____ Provided records

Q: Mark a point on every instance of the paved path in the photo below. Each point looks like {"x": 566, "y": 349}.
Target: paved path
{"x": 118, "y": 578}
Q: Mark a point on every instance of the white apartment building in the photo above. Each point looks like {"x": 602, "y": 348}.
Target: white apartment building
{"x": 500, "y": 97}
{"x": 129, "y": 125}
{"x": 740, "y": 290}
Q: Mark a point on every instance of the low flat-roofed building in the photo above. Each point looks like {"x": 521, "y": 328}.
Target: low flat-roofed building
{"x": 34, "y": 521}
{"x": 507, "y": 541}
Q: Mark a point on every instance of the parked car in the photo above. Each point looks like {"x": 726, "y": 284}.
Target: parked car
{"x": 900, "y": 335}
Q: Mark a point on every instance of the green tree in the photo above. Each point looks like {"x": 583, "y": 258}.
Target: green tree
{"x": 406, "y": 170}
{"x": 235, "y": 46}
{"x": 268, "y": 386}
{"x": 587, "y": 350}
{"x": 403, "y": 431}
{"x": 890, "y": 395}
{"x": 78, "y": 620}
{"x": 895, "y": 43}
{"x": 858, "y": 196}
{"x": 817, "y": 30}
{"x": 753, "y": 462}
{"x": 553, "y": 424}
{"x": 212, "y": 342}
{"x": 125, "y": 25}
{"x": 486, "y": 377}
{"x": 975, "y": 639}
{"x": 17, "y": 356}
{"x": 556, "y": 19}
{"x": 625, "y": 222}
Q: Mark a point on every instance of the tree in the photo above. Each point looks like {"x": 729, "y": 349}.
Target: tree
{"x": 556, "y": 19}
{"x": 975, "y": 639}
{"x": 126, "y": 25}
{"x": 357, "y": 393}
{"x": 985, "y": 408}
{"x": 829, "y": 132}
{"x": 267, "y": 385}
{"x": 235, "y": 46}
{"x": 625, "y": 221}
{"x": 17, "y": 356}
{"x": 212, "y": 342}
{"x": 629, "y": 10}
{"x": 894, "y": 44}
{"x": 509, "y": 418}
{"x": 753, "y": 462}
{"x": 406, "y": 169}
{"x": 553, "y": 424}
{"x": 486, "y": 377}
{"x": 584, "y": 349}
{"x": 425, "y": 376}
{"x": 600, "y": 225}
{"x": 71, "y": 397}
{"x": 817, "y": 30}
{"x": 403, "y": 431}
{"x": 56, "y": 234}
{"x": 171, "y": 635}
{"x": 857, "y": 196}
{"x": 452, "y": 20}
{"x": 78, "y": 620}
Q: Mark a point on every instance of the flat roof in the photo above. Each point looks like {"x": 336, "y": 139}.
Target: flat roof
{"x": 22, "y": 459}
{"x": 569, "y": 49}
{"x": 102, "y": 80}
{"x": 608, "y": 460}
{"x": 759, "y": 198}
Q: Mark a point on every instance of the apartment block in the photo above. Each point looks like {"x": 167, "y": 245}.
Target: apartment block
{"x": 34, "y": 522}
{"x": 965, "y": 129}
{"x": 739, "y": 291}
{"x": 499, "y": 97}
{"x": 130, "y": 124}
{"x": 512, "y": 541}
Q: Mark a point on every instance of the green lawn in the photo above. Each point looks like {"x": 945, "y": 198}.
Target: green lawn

________

- _Given request_:
Copy the material above word for word, starting at the line containing "Q: Mark a point on every instance of the green lawn" and continuing through its final line.

- _Solution for this task_:
Q: Mark a point on every instance of the green lawn in the photo above. Each point looks like {"x": 945, "y": 198}.
Target: green lawn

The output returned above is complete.